Prompt –
Could you restate all of the records below exactly, with the pictures left out?

[Excerpts from a dataset]
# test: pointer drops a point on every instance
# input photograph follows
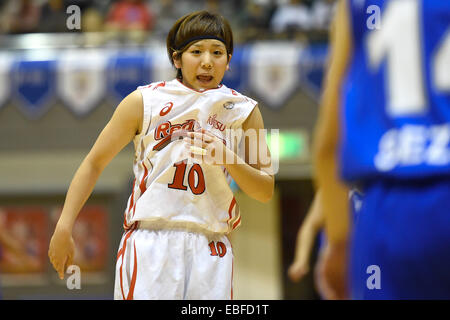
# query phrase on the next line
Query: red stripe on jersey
(142, 185)
(161, 84)
(125, 223)
(230, 209)
(122, 254)
(133, 277)
(236, 223)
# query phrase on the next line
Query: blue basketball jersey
(395, 111)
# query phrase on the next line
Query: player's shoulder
(153, 86)
(236, 95)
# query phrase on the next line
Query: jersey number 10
(399, 39)
(197, 187)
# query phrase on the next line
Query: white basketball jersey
(168, 191)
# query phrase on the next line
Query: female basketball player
(180, 212)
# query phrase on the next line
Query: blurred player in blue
(384, 125)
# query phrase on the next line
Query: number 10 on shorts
(218, 248)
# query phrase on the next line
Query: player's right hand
(331, 272)
(61, 250)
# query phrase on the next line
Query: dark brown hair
(196, 26)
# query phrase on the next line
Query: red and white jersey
(168, 191)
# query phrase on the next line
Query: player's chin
(204, 84)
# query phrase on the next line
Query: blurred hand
(331, 272)
(298, 269)
(61, 250)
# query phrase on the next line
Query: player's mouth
(205, 79)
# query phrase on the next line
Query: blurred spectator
(254, 20)
(54, 17)
(21, 16)
(322, 12)
(127, 15)
(169, 11)
(293, 16)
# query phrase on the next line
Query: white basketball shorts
(173, 265)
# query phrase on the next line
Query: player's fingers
(297, 271)
(62, 269)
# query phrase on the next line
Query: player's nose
(206, 61)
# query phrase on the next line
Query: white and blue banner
(83, 78)
(6, 61)
(273, 72)
(126, 71)
(33, 84)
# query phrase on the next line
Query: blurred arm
(327, 133)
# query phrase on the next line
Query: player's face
(203, 64)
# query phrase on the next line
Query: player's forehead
(210, 43)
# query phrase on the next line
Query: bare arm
(254, 179)
(306, 236)
(120, 130)
(332, 266)
(327, 134)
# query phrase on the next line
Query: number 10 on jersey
(195, 180)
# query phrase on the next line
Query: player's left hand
(331, 272)
(203, 146)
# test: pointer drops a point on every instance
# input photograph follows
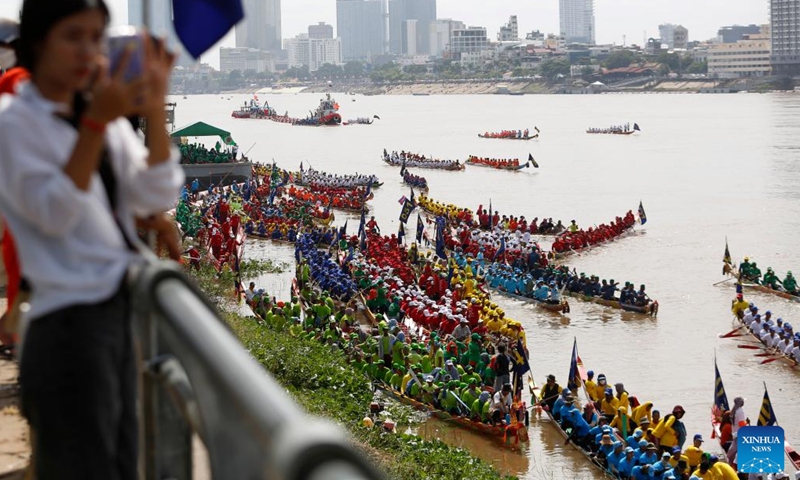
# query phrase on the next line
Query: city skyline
(613, 18)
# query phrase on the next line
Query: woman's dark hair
(39, 16)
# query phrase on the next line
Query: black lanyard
(106, 172)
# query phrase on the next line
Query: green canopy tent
(202, 129)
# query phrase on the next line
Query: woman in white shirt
(74, 177)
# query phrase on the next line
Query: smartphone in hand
(126, 38)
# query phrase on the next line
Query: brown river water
(705, 167)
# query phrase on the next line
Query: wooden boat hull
(612, 133)
(453, 168)
(651, 309)
(536, 391)
(509, 167)
(502, 433)
(510, 138)
(561, 255)
(772, 291)
(783, 358)
(562, 307)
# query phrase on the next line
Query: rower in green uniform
(745, 268)
(771, 280)
(753, 274)
(789, 283)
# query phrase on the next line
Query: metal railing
(198, 379)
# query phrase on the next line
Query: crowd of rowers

Answer to the problem –
# test: pointer drops a point on every instance
# input photograph follows
# query phrase on the next line
Query: red stripe on jersey
(142, 185)
(161, 84)
(125, 223)
(230, 209)
(122, 254)
(133, 277)
(236, 223)
# query phrase on the next line
Query: blue basketball jersey
(395, 111)
# query phrase on the next line
Query: player's shoulder
(153, 86)
(236, 95)
# query phrase on the next line
Query: jersey number 10
(399, 39)
(197, 187)
# query phrase on the next line
Query: white basketball jersey
(168, 191)
# query phrase on the next line
Query: female basketball player
(180, 212)
# query phrase on the next line
Query: blurred player in blue
(384, 125)
# query phrase on the next line
Query: number 10 on shorts
(218, 248)
# query phrase on the next line
Query: player's right hand
(331, 272)
(61, 250)
# query phrase on the next line
Query: dark brown hair
(196, 26)
# query phrase on the next line
Query: red and white jersey
(168, 191)
# query phrase on the next line
Query: player's chin
(204, 84)
# query phrase on the next line
Query: blurred hand
(331, 272)
(298, 269)
(61, 250)
# query phrase on the next line
Query: player's mouth
(205, 79)
# query phrase on the next line
Query: blurred spectator
(254, 20)
(54, 17)
(21, 16)
(322, 12)
(127, 15)
(169, 11)
(293, 16)
# query phrase on the next line
Query: white basketball shorts
(173, 265)
# query phrase on the next line
Query: player's fingers
(297, 271)
(62, 269)
# query phrase on the next line
Query: player's nose
(206, 61)
# query phrase on the next line
Query: white and blue banner
(83, 78)
(6, 61)
(273, 72)
(126, 71)
(33, 84)
# query phrase on the next line
Query: blurred arm
(327, 133)
# query phrase on the next line
Query: player's face
(203, 64)
# query phrase on the next line
Query: player's forehead
(210, 43)
# query phrase on the next line
Query: bare arm
(254, 179)
(306, 236)
(120, 130)
(332, 266)
(327, 134)
# query phrase on the next line
Query: number 10 on jersey
(195, 180)
# query phrase on the next line
Query: player's left hand
(331, 272)
(203, 146)
# test: pointer drops a point on every instance
# input photograph follows
# query phrase on the next line
Query: city skyline
(613, 18)
# query phrase on the next line
Query: woman's dark hair
(39, 16)
# query phrase on the next line
Query: black lanyard
(106, 172)
# query phrase on the next line
Query: green canopy tent
(202, 129)
# query phrase on the next line
Query: woman in white shirt
(74, 177)
# query phrase on the next line
Query: smartphone in hand
(126, 38)
# query phrase on the next line
Query: brown river water
(705, 167)
# query phrase on the next line
Query: wooden boat hull
(612, 133)
(453, 168)
(651, 309)
(536, 391)
(509, 167)
(502, 433)
(510, 138)
(561, 255)
(772, 291)
(783, 358)
(562, 307)
# query phrase on the next line
Query: rower in green uniform
(745, 268)
(771, 280)
(753, 274)
(789, 283)
# query phrase on the next line
Query: metal railing
(198, 379)
# query phrase on the next line
Query: crowd of rowers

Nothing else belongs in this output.